## [SELECTED EXCERPT]
::::
Compiled from official National Archive and Service sources, contemporary press reports, personal logbooks, diaries and correspondence, reference books, other sources, and interviews.
Edwin Dunning RNAS First man to land on warship
Sqd Commander Edwin Dunning DFC RNAS. First man to land on warship

Born: 17 June, 1892. South Africa

Date of Death: 7 August 1917

Place: Scapa Flow, Orkney Isles, Scotland

Cause of death: Drowning

Squadron Commander Edwin Harris Dunning (Royal Naval Air Service) made aviation history when on August 1, 1917 he became the first person to land an aircraft on the deck of a ship underway, thus paving the path to the modern fleet carrier force.

The central positioning of funnels, bridge and other structures on a warship left insufficient clear deck to permit a plane to land onboard, thus, hitherto, all aircraft launched from ships and out of range of land had to come down on the sea beside the mother ship and be winched back onboard, a hazardous exercise at the best of times and overly fraught with danger in conflict, when a stationary ship presented an easy target for lurking submarines. The alternative was to ditch the plane and at least rescue the pilot. Since airpower was even then considered to be a potential threat to the largest ships afloat because of its ability to launch a torpedo attack out of range of an enemy's big guns, as well as providing accurate spotting of enemy formations at long distance, it became clear that a more useful mechanism was required to recover planes at the end of their sorties.

Dunning conceived the audacious plan to fly alongside the ship, HMS Furious, then underway in Scapa Flow, heading into wind until he came abreast of the bridge and then side-slip his plane onto the deck cleared for the purpose running from the bridge to the prow. As any pilot will confirm, side-slipping requires a delicate touch on the controls and good distance judgement if the down wing is not to hit the ground before the plane is levelled for landing. Hard enough to do on land without a cross wind, but perilous in the extreme onto a ship heaving on a swell and buffeted by the unpredictable gusts formed by onrushing air hitting the vessel.
::::
## [SUPPLIED MATERIAL]

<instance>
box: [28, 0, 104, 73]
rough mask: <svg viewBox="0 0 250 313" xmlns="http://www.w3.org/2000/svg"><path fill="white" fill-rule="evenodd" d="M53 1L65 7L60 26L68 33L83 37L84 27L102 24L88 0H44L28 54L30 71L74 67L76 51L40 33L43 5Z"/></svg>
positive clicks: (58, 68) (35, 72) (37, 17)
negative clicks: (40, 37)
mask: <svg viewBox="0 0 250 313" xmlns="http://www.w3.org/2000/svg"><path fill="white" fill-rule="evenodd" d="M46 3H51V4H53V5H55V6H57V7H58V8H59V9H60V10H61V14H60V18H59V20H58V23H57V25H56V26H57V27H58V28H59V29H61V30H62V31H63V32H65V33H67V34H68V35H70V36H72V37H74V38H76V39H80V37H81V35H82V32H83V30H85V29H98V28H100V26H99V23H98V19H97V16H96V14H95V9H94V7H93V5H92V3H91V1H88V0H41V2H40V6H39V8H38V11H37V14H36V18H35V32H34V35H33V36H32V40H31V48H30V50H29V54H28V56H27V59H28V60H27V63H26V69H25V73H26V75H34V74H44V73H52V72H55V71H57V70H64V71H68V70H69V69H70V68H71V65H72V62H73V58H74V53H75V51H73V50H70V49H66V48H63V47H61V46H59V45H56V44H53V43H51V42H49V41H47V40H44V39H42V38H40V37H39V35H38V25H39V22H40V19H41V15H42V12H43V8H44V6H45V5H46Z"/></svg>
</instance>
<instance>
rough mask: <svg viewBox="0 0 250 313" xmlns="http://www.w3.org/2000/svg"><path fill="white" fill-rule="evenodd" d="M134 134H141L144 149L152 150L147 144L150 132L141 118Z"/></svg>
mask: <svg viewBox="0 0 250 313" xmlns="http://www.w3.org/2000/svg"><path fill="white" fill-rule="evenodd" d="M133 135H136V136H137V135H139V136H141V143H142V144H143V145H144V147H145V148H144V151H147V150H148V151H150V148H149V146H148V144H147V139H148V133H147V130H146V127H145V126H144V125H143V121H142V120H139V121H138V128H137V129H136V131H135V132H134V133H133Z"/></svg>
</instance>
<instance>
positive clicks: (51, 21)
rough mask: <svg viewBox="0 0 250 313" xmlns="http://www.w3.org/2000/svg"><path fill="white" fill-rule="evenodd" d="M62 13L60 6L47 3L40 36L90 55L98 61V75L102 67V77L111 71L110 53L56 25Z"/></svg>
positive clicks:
::::
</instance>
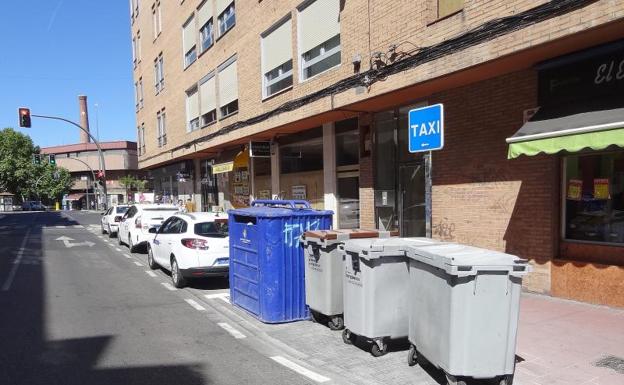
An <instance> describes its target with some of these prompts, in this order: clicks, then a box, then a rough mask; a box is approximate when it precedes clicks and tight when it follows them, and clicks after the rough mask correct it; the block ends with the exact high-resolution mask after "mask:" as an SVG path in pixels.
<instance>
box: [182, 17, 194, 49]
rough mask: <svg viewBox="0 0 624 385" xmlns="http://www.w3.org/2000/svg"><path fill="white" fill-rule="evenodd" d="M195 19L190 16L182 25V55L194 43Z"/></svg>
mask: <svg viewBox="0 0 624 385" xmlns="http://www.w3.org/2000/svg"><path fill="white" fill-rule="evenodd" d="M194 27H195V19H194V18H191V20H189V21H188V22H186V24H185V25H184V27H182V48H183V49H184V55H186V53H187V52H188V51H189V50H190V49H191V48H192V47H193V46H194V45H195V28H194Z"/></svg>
::::
## [WHAT TO DO]
#1 For each statement, say yes or no on whether it agrees with the piece on Edwin Dunning, and quote the exact words that decide it. (a) Dunning was born in South Africa. (b) Dunning's landing took place on August 7, 1917. (c) The deck cleared for Dunning's landing ran from the bridge to the stern.
#2 Pick up the piece on Edwin Dunning after its last sentence and keep writing it.
The records come from a different source than the piece on Edwin Dunning.

## [ANSWERS TO EACH TASK]
#1
(a) Yes: "Born: 17 June, 1892. South Africa"
(b) No: "on August 1, 1917 he became the first person to land an aircraft on the deck of a ship underway"
(c) No: "the deck cleared for the purpose running from the bridge to the prow"

#2
Dunning flew his Sopwith Pup with great precision and accomplished the first ever landing of a ship underway. The Admiralty later said this of this feat:

"The Admiralty wish you to know what great service he performed for the Navy. It was in fact a demonstration of landing an Aeroplane on the deck of a Man-of-War whilst the latter was under way. This had never been done before, and the data obtained was of the upmost value. It will make Aeoplanes indispensable to a fleet and possibly revolutionise Naval Warfare. The risk taken by Squadron Commander Dunning needed much courage."

Dunning performed the feat twice more and insisted on a further attempt on 7 August, 1917 before other pilots were allowed to try, but as he came in for his landing an engine malfunction caused his plane to fall onto the deck and despite the frantic efforts of deck crew to halt the runaway plane, a gust of wind carried it over the edge, plunging the Pup into the sea. Dunning was knocked unconscious and drowned in his cockpit.

Tim Brown, a naval historian, has graciously provided us with this account:

"I believe Dunning's first successful deck landing was made on 2 August 1917, not the 1st. Furthermore, on 7th Aug he was repeating the attempt. As he was about to land on a gust of wind caught the aircraft, so Dunning wisely decided to overshoot and reposition the aircraft... However when he opened the throttle the engine on his Sopwith Pup spluttered or failed altogether. The aircraft fell onto the short flight deck and burst the starboard tyre on its undercarriage, causing it to slew to the right and fall from the deck into the sea. The impact with the water caused Dunning to hit his head on the instrument panel, knocking him unconscious and he drowned before a rescue boat could reach him. [Although] I do not have a single source to verify my [account], [.. it] is based on various accounts read over many years studying early naval history."

Edwin Dunning landing

Left: Dunning landing. Right: Crew stopping plane

Dunning blown overboard

Dunning's plane is taken overboard on his second landing

Left: Dunning upside down in water. Right: Being winched aboard

He is buried next to his mother in Bradfield St. Lawrence churchyard in Essex, England

The Admiralty plaque mentioned above continues:

" My Lords desire to place on record their sense of the loss to the Naval Service of this gallant Officer."

The Church has two windows honouring this pilot, bearing the inscriptions:

"This window and that opposite are to the Glory of God and in memory of Squadron Commander Edwin Harris Dunning DSC RN. He was the first officer to land an Aeroplane successfully on the deck of a ship under way Aug 2nd 1917. Subsequently killed August 7th 1917.

He lovede chyvalrye
Trouthe and honour fredom and curtesie
He was a verray perfight gentil knight."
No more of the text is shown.